Excerpted text

++++

Thursday 10 September 2009

Distributed Systems - Defining A Distributed System

Definition of a Distributed System


distributed system is one in which independent, self-sufficient, often heterogeneousand autonomous,spatially separated components must use a common interconnect to exchange information in order to coordinate their actions and allow the whole to appear to its users as a single coherent system.



This is explained below.


Paradigmatic Examples


Some paradigmatic examples of Distributed Systems are:

  • The World Wide Web over the Internet

  • Mobile Telephony over cellular networks such as O2

  • Electronic funds transfer systems (EFTS) over special-purpose networks. This is mainly for Online Banking like Lloyds TSB, and for Credit/Debit card purchases or even via cash machines (ATM).


Other examples can include:

  • Email (Hotmail, MSN, Google)

  • Instant Messaging (MSN, Yahoo, Skype)

  • Videoconferencing (Skype)

  • Multiplayer gaming (World of Warcraft, GuildWars)


Functional and Non-Functional Reasons


There can be two reasons as to why someone may want to construct a Distributed System. These are FunctionalandNon-Functional.

Functional reasons are when a Distributed System makes it possible for us to do more things. These can include:

  • By making continuously-evolving, remote resources accessible for sharing.

  • By opening proprietary processes to external interaction in order to foster cooperation.


Non-Functional reasons are when a Distributed System makes it possible for us to do the same things in a better way. These can include:

  • By leading to better performance/cost ratios

  • By scaling effectively and efficiently if demand for resources changes significantly

  • By scaling through modular, incremental expansion and contraction

  • By attaining high levels of reliability and availability


These Non-Functional reasons can be shrunk down to:

  • More efficiently

  • More flexibly

  • More incrementally

  • More reliably

  • More often


The Benefit of Scale




As we all know, more really is more. This is why interconnecting many distributed systems has increased our ability to tackle problems - and come up with solutions - that even centralized systems in sequential mode cannot solve efficiently.

++++

Material provided
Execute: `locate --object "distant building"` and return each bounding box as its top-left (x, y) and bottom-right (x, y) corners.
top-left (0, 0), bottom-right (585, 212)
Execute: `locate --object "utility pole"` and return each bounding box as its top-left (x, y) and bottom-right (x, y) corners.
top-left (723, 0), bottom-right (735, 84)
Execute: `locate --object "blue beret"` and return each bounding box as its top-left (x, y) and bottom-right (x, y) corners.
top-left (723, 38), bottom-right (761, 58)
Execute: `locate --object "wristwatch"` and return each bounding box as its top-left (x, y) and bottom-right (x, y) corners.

++++

Stated goal 1
Answer these about the distributed systems post:
(a) Which cellular network is given as an example for mobile telephony?
(b) Which games are listed under multiplayer gaming?
(c) What do non-functional reasons make possible, according to the post?
Stated goal 2
Rename "Distributed System" to "Networked System" in the distributed systems post, starting with "Functional and Non-Functional" and going on through "to foster cooperation.", and give that passage again with the change.
Stated goal 3
Please write what comes next in the distributed systems post, picking up after its last sentence.
The material shown is separate from the distributed systems post.

Task response 1
(a) O2
(b) World of Warcraft and GuildWars
(c) Doing the same things in a better way

Task response 2
Functional and Non-Functional Reasons


There can be two reasons as to why someone may want to construct a Networked System. These are FunctionalandNon-Functional.

Functional reasons are when a Networked System makes it possible for us to do more things. These can include:

  • By making continuously-evolving, remote resources accessible for sharing.

  • By opening proprietary processes to external interaction in order to foster cooperation.

Task response 3
More users can do more work of a more valuable nature, more efficiently and more effectively with distributed systemsthan with centralized ones.

Independent / Self-Sufficient


When we describe a Distributed System as independent or self-sufficient, we mean that each component has its own:

  • Processor

  • State (IE, Memory  [RAM or HDD])

  • Resource Control and Management (e.g., Operating System (OS) such as Mac and Linux)


Autonomous


Distributed System described as autonomous we mean that each component may:

  • Change or,

  • Be changed of its own accord (ie, without previous agreement or notification).


Heterogeneous


Distributed System described as heterogeneous indicates that different components may have different capabilities (e.g., performance).

There are many sources of heterogeneous:

  • Different Hardware

  • Different Software

  • Different Software Interface

  • The above in combination, and more.


Because a heterogeneous system has such differences, this can cause interacting components to drift further apart in time. For example, electrical signals will take longer to get from on component to another, or they will become out of sync.

Failures also cause components to have to deal with a gap in their knowledge of the current system state.

Given a system, the more spatially distant the components, the more representative of a distributed system it becomes.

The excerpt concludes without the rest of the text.